Start SUPPLIED MATERIAL
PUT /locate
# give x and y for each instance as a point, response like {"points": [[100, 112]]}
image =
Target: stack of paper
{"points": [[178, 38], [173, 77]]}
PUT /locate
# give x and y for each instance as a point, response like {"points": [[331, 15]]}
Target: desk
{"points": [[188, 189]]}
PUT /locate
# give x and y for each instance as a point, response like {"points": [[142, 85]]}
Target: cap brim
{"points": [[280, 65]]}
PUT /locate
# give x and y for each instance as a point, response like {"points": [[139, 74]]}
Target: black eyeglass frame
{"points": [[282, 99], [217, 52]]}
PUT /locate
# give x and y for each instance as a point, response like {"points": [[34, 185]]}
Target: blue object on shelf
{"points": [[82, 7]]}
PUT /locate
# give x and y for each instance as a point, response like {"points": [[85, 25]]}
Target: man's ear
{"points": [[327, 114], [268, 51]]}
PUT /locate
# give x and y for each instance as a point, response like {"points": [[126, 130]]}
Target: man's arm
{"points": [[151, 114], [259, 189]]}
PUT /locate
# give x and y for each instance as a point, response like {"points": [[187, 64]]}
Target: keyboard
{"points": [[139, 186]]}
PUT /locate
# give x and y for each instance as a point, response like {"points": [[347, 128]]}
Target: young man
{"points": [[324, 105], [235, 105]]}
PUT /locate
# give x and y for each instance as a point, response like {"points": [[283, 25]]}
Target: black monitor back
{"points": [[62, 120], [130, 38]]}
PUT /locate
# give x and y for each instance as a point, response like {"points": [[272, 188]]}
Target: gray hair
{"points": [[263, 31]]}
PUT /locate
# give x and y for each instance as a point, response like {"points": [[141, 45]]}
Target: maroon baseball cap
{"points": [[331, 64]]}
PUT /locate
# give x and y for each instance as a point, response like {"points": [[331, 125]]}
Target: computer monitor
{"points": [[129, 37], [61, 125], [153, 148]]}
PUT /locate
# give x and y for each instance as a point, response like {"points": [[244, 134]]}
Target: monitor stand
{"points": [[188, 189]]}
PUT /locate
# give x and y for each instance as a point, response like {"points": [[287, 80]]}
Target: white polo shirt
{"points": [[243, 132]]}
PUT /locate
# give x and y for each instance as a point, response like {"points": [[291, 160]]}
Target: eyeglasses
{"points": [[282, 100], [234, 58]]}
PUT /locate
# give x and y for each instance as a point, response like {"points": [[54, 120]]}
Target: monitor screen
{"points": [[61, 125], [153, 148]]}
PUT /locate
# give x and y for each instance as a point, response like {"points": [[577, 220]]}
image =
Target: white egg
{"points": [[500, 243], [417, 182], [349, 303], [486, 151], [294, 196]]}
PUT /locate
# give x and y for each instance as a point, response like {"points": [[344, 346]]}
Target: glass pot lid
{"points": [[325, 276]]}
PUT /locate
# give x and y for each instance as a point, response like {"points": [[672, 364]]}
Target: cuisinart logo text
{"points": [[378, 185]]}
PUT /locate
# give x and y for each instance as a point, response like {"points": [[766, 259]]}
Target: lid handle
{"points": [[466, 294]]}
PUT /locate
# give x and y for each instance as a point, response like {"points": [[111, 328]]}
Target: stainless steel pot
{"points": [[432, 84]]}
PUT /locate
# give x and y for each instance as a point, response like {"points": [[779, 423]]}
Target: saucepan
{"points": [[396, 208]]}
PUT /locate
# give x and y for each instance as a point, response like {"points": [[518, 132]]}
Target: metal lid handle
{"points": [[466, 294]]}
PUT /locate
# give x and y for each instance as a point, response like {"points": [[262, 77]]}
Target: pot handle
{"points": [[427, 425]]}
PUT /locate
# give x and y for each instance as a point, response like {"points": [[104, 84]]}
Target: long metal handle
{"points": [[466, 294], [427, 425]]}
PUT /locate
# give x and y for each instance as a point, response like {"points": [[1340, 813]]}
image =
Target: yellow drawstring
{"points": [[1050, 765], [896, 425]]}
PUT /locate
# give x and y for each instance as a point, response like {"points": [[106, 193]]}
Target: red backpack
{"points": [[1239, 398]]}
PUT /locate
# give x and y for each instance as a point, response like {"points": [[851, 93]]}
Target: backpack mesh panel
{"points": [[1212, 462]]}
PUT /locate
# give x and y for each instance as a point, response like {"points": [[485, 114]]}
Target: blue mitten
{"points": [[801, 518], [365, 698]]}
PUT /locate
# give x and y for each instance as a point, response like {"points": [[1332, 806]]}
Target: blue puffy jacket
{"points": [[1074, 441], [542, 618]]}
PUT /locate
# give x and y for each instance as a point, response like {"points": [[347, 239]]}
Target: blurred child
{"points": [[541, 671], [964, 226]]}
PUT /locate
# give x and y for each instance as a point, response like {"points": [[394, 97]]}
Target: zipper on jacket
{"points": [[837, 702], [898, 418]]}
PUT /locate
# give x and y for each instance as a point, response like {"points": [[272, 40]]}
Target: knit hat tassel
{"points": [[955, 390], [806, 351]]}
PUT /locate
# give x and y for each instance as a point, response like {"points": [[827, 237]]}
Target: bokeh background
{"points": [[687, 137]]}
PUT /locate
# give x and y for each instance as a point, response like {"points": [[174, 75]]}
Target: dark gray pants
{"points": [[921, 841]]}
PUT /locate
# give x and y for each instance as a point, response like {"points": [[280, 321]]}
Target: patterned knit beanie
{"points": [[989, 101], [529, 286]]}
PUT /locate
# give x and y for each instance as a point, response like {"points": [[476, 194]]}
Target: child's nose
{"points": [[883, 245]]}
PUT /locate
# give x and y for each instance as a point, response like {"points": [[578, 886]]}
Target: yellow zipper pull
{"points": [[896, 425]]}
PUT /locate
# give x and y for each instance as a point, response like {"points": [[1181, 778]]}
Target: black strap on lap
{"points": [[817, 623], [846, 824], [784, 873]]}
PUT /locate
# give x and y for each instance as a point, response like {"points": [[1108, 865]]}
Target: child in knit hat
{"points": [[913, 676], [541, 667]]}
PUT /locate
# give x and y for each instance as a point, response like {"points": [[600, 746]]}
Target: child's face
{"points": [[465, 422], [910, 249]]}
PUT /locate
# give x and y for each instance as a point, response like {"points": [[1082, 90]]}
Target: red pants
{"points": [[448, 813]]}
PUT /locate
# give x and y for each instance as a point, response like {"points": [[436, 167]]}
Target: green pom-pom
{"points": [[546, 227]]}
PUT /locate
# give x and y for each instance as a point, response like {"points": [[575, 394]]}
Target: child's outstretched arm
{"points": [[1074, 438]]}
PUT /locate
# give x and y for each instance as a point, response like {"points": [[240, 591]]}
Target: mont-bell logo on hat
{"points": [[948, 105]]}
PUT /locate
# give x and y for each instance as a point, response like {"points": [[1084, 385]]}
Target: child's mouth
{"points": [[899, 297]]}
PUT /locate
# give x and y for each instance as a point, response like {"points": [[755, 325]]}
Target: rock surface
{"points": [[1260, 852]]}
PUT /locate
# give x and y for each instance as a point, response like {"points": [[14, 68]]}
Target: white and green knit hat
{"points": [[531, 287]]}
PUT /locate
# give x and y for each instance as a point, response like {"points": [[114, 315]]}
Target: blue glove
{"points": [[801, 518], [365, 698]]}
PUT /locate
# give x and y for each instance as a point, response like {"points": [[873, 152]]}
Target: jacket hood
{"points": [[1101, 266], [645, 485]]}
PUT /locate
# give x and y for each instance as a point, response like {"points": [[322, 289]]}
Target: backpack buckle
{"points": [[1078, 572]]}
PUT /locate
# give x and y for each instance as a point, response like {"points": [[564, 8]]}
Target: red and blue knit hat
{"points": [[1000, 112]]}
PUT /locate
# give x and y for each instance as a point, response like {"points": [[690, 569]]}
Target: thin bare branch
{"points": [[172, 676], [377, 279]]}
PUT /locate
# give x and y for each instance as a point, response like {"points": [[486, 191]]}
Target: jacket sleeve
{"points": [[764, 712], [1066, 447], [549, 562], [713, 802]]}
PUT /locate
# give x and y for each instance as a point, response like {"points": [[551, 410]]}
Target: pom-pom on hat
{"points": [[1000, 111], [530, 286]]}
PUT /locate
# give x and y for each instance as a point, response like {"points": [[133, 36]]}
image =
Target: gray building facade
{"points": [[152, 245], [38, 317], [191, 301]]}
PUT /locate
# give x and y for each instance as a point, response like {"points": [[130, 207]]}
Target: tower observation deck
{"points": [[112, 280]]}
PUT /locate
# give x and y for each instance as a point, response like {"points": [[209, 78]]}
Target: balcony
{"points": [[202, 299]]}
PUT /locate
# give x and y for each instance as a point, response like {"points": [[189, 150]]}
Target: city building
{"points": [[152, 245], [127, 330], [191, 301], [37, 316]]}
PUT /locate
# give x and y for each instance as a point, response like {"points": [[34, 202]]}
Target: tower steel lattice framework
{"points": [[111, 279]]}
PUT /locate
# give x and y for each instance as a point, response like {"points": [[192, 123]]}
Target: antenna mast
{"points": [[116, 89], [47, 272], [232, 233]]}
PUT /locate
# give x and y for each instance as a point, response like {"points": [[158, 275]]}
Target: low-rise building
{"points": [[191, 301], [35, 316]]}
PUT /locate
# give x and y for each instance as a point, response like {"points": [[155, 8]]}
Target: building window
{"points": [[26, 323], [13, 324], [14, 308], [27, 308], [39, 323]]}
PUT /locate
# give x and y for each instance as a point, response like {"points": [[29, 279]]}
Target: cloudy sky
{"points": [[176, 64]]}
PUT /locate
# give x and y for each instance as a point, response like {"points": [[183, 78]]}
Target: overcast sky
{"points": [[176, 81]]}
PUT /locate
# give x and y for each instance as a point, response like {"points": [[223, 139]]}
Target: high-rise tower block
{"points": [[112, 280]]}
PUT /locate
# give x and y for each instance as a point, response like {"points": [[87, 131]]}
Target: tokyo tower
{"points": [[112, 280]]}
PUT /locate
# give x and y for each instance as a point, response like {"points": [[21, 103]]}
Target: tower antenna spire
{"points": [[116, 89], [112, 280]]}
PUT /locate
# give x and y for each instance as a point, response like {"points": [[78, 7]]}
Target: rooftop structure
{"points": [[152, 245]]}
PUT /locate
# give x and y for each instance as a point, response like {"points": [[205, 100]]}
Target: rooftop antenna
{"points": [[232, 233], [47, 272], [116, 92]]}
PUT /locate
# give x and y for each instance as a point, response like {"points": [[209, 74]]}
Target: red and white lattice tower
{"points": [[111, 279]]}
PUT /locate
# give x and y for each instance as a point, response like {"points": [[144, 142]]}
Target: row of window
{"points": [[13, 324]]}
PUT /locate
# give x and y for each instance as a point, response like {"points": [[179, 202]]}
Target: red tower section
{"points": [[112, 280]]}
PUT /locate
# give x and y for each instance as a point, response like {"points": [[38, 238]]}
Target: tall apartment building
End SUPPLIED MATERIAL
WHAT YOU NEED TO DO ▸ Count the lines above that contain the string "logo", treating uppercase and lowercase as different, and reply with the number alone.

TASK RESPONSE ▸ 2